◆ Records to process
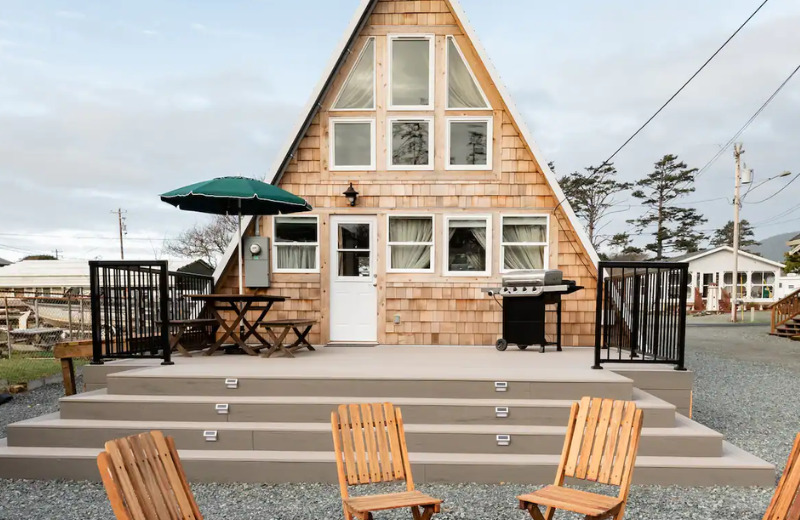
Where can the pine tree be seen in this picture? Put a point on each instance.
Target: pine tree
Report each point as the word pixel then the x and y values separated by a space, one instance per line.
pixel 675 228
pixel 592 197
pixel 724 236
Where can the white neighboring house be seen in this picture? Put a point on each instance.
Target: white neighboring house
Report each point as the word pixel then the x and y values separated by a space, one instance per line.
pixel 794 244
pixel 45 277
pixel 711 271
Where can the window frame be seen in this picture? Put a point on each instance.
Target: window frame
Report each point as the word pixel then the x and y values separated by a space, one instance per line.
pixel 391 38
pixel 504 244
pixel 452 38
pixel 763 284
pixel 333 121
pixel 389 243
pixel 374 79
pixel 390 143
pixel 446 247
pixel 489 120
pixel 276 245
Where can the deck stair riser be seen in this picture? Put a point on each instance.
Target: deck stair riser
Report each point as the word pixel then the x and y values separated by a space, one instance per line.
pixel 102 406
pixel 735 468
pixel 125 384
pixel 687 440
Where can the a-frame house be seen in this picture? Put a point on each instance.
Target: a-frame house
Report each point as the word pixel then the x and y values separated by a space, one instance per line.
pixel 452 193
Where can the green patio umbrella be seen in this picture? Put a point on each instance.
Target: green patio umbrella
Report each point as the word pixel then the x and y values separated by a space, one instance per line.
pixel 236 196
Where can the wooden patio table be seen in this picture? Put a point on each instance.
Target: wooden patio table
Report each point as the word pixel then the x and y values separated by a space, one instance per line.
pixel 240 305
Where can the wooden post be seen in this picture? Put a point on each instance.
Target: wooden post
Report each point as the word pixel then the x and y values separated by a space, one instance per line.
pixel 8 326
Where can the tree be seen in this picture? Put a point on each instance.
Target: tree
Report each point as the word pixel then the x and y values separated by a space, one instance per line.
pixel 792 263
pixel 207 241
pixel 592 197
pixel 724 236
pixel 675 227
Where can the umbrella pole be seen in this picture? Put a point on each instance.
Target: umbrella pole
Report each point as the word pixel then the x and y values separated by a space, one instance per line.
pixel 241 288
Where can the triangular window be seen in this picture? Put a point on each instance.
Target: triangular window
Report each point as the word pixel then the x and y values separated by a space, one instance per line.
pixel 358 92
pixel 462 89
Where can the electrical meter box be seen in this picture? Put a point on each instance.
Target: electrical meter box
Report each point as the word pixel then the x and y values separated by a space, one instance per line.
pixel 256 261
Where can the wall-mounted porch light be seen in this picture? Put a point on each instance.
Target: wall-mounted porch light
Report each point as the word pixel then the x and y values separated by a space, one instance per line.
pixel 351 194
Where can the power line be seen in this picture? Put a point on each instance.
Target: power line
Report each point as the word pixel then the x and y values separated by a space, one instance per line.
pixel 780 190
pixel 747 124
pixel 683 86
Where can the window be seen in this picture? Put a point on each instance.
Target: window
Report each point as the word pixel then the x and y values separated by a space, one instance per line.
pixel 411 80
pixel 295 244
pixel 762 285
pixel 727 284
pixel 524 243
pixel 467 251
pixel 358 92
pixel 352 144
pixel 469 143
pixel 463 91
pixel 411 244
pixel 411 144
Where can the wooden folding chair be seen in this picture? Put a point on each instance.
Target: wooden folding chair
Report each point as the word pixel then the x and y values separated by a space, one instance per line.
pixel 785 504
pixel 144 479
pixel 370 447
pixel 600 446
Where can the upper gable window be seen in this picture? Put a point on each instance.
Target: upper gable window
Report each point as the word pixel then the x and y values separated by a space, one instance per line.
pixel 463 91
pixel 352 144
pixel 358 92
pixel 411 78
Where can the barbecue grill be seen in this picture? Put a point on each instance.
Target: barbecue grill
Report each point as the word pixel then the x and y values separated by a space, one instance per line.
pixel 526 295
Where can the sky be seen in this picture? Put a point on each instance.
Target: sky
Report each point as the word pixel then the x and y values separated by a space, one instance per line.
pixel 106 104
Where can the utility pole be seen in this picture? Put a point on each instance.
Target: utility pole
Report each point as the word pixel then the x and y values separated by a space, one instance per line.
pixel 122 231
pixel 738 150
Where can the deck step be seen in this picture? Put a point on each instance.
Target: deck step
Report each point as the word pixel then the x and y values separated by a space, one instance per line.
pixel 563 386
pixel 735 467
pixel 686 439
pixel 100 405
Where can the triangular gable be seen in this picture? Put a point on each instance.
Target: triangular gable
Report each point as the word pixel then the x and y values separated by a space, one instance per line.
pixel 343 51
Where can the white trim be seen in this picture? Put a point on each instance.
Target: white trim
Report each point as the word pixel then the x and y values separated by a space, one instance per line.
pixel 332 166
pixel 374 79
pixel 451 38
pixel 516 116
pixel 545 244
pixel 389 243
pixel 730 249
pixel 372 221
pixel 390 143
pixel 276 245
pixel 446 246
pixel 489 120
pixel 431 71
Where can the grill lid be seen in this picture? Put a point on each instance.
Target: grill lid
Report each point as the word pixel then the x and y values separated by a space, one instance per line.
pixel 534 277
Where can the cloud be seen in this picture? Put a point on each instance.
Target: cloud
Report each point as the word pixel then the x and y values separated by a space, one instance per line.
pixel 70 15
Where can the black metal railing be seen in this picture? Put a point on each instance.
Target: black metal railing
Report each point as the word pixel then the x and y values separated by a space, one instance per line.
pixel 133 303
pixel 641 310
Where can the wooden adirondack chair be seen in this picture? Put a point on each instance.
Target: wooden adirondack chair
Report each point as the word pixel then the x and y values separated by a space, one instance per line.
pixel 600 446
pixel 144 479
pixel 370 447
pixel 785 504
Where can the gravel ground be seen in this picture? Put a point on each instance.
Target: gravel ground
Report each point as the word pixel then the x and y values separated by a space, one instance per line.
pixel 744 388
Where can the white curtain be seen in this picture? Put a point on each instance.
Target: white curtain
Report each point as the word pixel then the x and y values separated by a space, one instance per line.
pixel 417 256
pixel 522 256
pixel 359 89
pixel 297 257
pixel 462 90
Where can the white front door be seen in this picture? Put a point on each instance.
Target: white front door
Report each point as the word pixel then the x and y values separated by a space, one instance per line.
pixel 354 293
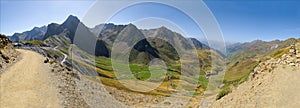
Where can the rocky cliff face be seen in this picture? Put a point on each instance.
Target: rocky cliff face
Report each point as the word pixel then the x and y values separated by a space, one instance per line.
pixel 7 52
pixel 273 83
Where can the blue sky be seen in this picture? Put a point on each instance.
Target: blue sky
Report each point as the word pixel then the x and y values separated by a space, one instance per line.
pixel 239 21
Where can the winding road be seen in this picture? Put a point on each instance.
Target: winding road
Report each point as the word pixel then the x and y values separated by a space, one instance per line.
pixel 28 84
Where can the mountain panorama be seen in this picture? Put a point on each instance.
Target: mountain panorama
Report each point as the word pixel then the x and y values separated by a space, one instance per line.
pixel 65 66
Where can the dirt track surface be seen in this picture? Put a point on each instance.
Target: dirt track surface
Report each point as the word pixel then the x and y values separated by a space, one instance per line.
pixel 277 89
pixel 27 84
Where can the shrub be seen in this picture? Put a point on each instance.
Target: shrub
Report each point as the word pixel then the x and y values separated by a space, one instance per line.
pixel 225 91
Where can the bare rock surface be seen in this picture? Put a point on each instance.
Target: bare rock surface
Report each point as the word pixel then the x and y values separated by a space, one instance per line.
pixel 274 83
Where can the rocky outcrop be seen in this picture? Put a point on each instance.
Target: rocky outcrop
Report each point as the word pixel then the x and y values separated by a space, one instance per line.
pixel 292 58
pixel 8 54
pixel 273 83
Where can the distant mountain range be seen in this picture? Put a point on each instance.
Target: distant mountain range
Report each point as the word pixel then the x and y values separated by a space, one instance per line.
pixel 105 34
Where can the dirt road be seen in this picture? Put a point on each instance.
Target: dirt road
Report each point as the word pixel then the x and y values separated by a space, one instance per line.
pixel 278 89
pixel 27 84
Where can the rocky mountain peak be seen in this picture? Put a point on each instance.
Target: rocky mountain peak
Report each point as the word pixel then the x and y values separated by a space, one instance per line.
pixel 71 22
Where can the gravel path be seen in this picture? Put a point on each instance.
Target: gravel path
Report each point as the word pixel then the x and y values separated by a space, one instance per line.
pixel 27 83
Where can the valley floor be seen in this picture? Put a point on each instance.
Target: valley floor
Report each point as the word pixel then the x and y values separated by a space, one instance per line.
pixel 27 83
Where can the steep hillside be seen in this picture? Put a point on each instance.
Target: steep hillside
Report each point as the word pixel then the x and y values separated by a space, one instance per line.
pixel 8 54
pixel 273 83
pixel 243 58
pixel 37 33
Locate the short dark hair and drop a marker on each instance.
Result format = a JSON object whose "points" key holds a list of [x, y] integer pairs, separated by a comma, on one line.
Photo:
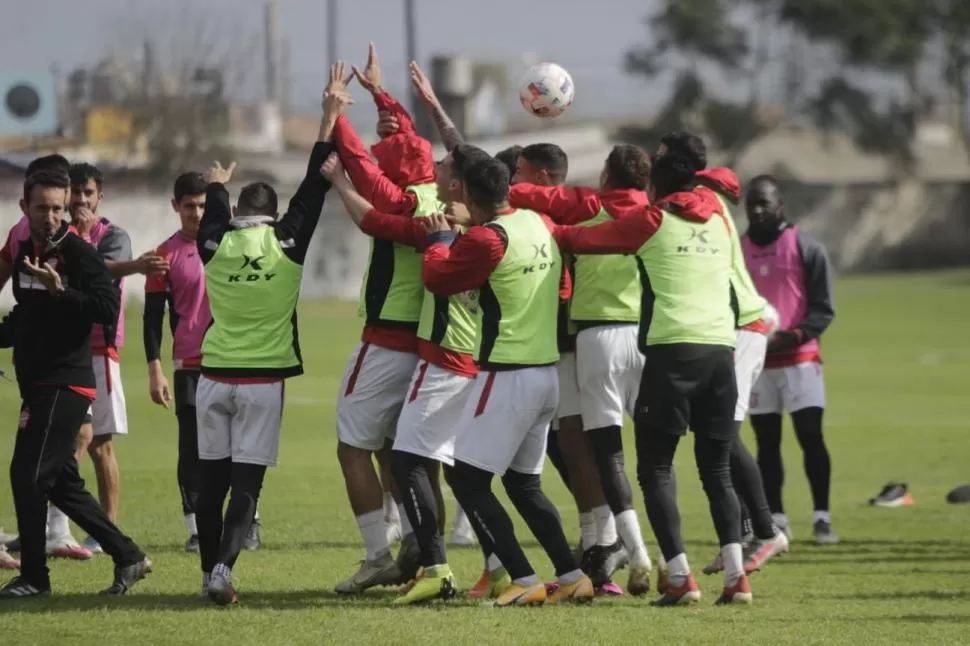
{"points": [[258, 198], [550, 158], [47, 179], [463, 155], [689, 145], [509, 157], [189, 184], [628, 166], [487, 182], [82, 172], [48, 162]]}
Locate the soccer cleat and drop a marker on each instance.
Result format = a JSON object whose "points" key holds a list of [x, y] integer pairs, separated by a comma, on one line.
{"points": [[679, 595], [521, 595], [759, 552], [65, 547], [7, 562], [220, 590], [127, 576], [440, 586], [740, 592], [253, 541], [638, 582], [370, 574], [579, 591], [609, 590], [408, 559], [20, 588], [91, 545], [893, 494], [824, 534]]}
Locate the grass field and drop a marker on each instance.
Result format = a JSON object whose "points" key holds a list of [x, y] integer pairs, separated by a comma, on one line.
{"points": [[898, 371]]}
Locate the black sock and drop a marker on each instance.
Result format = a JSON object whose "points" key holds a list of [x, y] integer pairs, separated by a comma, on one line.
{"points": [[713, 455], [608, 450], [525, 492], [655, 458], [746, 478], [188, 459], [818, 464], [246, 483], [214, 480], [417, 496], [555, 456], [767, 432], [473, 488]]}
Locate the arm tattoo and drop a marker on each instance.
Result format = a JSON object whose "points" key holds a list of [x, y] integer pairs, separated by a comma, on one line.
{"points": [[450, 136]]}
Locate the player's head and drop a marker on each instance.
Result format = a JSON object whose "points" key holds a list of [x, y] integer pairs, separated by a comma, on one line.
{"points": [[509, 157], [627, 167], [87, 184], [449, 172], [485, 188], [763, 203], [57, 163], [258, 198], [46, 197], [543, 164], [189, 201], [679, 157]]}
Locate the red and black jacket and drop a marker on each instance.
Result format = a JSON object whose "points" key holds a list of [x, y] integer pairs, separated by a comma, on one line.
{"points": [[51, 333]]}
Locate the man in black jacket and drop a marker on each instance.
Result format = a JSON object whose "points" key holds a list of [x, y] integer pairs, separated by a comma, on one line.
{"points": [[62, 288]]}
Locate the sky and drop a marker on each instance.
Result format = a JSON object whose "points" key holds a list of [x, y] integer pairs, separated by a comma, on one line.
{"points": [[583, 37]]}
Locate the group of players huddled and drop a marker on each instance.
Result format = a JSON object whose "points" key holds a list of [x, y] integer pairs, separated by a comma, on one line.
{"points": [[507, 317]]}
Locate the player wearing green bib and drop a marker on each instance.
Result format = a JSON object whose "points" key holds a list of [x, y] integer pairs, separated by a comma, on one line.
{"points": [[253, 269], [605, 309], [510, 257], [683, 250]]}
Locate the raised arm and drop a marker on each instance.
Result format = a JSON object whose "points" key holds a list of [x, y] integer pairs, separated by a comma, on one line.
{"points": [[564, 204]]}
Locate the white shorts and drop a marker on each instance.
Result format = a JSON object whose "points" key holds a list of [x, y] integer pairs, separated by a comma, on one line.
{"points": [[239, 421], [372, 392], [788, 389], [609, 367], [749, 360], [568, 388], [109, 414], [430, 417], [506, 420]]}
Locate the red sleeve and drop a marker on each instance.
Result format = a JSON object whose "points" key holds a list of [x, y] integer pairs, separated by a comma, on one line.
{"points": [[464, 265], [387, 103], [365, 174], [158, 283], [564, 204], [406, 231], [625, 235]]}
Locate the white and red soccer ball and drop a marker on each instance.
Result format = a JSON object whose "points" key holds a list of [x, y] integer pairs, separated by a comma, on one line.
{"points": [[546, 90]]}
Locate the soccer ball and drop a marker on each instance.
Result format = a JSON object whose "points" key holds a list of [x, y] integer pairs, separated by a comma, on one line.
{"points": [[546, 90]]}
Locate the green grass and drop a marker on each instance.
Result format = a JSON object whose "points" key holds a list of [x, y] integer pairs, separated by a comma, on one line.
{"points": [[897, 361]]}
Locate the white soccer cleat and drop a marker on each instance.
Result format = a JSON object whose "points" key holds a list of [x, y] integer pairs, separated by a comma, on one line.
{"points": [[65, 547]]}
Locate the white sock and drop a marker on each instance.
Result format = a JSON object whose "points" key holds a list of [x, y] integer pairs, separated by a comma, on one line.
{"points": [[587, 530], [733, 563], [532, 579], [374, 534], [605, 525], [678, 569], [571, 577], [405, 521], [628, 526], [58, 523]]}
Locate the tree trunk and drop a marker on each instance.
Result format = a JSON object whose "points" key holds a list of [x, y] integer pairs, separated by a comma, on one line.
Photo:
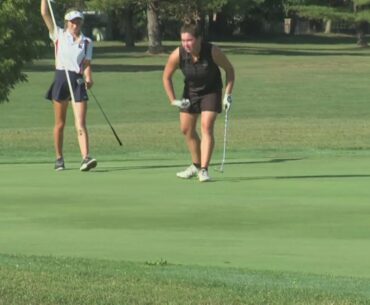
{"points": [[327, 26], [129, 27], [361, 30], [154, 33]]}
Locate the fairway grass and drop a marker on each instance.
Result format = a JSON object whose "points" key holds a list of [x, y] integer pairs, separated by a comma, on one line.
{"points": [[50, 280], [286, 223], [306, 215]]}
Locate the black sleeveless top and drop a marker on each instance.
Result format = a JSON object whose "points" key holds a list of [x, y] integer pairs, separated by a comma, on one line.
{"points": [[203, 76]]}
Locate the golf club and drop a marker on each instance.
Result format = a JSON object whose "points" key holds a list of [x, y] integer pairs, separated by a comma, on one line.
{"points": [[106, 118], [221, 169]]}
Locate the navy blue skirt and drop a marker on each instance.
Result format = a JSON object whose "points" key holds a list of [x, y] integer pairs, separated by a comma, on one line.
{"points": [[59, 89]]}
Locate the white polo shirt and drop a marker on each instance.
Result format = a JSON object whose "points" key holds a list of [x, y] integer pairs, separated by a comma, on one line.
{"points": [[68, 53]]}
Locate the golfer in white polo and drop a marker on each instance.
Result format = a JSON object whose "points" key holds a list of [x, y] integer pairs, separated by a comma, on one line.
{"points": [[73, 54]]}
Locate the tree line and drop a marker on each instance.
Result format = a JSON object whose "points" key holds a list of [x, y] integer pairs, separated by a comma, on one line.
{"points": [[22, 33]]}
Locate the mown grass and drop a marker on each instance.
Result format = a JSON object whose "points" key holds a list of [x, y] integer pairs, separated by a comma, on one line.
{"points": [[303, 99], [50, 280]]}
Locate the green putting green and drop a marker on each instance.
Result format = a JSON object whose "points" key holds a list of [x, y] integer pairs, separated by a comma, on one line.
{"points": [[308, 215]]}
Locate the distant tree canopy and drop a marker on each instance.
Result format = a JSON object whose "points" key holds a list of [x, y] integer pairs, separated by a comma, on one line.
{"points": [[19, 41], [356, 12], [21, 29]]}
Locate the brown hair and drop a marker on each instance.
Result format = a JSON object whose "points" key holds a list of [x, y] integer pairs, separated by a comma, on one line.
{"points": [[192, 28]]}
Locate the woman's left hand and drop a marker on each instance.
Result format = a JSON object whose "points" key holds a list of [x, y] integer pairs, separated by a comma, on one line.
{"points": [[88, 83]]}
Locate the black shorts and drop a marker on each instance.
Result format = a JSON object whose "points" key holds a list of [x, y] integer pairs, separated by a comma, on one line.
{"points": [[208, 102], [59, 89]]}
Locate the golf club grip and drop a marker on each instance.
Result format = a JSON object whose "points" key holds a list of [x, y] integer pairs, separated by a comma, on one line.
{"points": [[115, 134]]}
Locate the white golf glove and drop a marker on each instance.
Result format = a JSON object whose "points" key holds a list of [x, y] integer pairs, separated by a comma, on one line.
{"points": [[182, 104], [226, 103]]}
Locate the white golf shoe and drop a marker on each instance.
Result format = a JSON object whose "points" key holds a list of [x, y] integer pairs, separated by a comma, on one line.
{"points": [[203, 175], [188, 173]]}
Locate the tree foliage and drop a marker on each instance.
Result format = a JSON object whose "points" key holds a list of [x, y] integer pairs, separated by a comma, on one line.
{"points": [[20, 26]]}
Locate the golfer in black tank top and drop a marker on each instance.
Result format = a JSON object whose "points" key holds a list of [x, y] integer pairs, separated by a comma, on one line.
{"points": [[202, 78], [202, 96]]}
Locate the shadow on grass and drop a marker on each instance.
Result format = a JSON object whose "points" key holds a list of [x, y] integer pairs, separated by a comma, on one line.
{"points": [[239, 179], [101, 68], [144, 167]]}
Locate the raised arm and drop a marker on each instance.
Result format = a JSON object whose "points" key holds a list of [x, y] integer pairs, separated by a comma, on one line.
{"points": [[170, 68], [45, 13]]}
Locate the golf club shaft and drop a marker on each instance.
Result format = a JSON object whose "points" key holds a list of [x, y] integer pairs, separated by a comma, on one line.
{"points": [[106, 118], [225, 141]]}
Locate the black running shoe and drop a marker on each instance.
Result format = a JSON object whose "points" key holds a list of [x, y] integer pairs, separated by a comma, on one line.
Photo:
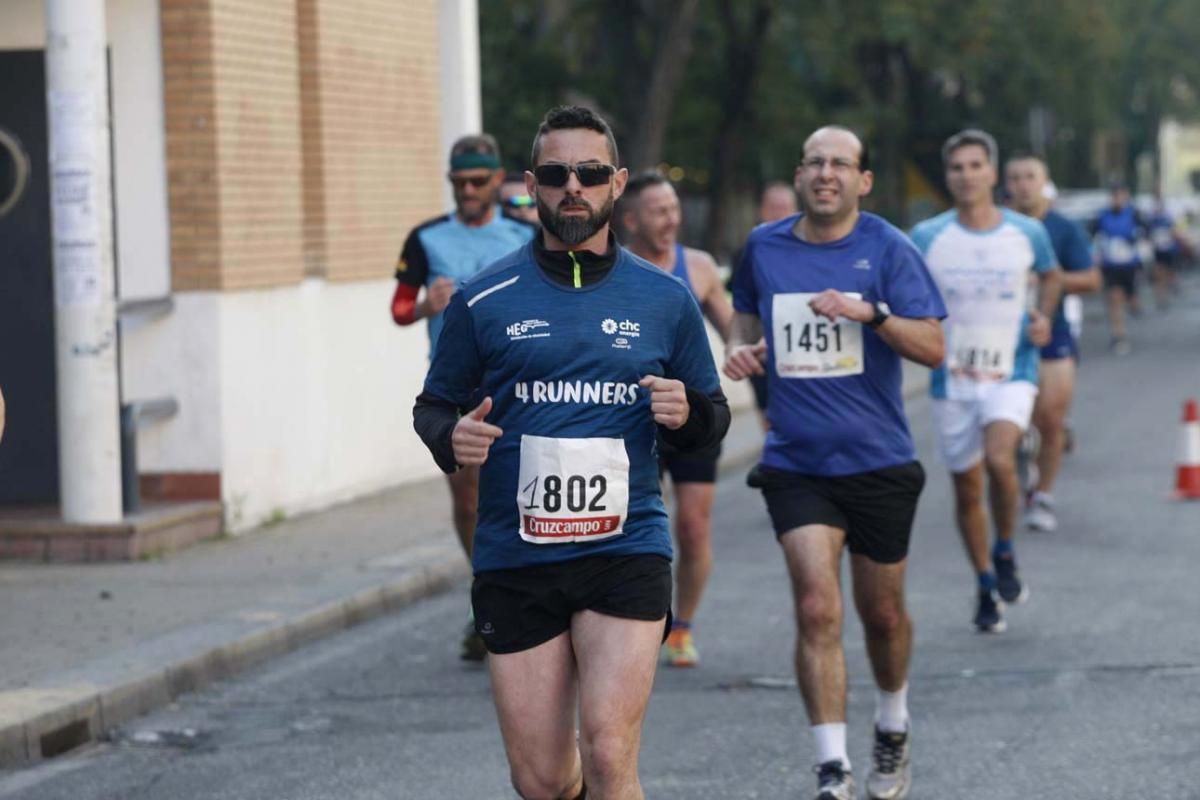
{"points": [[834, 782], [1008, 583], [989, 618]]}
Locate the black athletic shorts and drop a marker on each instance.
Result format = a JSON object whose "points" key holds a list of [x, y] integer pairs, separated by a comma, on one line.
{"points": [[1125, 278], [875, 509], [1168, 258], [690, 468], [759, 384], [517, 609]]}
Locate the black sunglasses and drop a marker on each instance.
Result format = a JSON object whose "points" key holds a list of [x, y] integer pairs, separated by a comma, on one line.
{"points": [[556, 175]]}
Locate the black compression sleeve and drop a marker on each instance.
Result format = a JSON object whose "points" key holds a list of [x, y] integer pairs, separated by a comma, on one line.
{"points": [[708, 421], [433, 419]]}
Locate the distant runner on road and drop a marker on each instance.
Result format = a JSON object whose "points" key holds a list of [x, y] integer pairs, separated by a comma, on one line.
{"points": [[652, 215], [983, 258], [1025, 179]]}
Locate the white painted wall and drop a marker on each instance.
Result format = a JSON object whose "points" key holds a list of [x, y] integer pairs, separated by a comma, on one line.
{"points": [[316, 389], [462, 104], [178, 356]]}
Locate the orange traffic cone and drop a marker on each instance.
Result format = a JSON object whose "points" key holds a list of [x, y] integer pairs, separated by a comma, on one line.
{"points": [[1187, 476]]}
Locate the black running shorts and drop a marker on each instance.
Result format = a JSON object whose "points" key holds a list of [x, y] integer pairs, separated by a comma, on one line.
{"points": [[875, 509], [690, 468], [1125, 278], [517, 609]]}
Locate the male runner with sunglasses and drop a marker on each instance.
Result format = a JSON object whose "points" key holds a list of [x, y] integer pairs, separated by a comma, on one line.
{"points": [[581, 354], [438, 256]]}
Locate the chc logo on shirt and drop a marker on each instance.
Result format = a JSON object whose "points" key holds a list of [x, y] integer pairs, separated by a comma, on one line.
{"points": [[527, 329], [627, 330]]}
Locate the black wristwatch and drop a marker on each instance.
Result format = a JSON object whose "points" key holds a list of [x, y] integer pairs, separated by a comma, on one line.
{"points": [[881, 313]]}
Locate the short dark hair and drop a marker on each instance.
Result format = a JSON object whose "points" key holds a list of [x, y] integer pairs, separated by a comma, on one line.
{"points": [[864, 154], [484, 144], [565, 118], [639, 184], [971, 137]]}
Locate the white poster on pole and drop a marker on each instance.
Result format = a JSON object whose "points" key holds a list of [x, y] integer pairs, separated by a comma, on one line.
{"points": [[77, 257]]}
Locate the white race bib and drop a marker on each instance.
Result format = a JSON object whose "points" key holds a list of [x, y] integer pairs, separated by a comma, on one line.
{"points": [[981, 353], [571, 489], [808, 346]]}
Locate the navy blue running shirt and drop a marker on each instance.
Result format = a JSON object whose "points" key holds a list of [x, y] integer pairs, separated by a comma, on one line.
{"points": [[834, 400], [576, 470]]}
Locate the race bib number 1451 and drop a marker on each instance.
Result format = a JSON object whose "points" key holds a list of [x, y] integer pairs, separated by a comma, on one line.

◆ What needs to be done
Output the line that contains "Locate the white poster", followed by every later line in the listing, with no line omitted and none added.

◆ Right answer
Locate the white poster on pole and drop a marker on each instance.
Result format = a JSON object whose "points" key holds a list of [x, y] integer pairs, separated by a comma, on one line.
{"points": [[77, 257]]}
Locate the white race bib and drop a marker on each instance.
Result format = a JSON object whose "points" key holds a list of [x, y] integer pairs, separated by a comma, on one line.
{"points": [[981, 353], [571, 489], [808, 346]]}
Locate the navy blue running shirt and drop a marker on each instance.
Result format = a JSON object whose "points" key holds a list of [x, y] integer pairs, separated by a comma, on one line.
{"points": [[834, 400], [576, 470]]}
Locate the race bib number 1451 and drop a marker on each instance.
Result format = a JSON object whose "points" key holds a list of [x, y] integer pairs, separated by a comma, on one line.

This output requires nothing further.